TEXTE SOURCE —
- - -

Le Maghreb expulsé du port
Avec l’inauguration, en mai dernier, du centre commercial des Terrasses du Port, le « water front » marseillais poursuit sa mutation. Le projet stratégique de la nouvelle direction portuaire de Marseille pour 2014-2018 est à l’étude et ne sera publié qu’à la fin de l’année. Un des enjeux de cette feuille de route est de déterminer l’avenir des bassins proches du quartier de la Joliette, où les infrastructures culturelles et commerciales se multiplient pour attirer touristes et croisiéristes. Dans cet immense chantier politico-économique, articulé à l’opération Euroméditerranée, les aménageurs semblent vouloir faire le tri entre les passagers maritimes.

- - -

EXERCICES PROPOSÉS —
1 - Recopiez mot pour mot le passage de l'extrait sur le port de Marseille qui va de « Le Maghreb expulsé » à « les passagers maritimes. ».
2 - Répondez aux questions suivantes à partir de l'extrait sur le port de Marseille.
(a) Quel centre commercial a été inauguré en mai dernier ?
(b) Quelle période couvre le projet stratégique de la nouvelle direction portuaire de Marseille ?
(c) À quelle opération le chantier politico-économique est-il articulé ?
Les enregistrements qui suivent proviennent d'une autre source.

(Enregistrements de données)

- - -

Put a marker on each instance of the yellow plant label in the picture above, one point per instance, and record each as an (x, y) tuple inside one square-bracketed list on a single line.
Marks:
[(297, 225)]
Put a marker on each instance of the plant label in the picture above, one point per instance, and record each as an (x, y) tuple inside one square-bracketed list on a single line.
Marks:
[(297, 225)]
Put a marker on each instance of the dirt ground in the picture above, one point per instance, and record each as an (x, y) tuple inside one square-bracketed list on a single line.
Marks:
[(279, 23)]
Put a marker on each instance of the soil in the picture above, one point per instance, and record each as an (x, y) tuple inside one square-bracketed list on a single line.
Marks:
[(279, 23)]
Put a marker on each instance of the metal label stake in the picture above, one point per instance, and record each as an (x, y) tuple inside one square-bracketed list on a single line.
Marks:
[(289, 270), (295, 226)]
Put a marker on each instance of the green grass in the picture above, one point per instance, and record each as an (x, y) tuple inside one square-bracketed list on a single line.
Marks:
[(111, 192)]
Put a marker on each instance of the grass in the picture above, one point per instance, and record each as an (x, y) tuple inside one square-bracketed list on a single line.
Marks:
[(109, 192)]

- - -

LES RÉPONSES —
1 -
Le Maghreb expulsé du port
Avec l’inauguration, en mai dernier, du centre commercial des Terrasses du Port, le « water front » marseillais poursuit sa mutation. Le projet stratégique de la nouvelle direction portuaire de Marseille pour 2014-2018 est à l’étude et ne sera publié qu’à la fin de l’année. Un des enjeux de cette feuille de route est de déterminer l’avenir des bassins proches du quartier de la Joliette, où les infrastructures culturelles et commerciales se multiplient pour attirer touristes et croisiéristes. Dans cet immense chantier politico-économique, articulé à l’opération Euroméditerranée, les aménageurs semblent vouloir faire le tri entre les passagers maritimes.

2 -
(a) Le centre commercial des Terrasses du Port.
(b) La période 2014-2018.
(c) L'opération Euroméditerranée.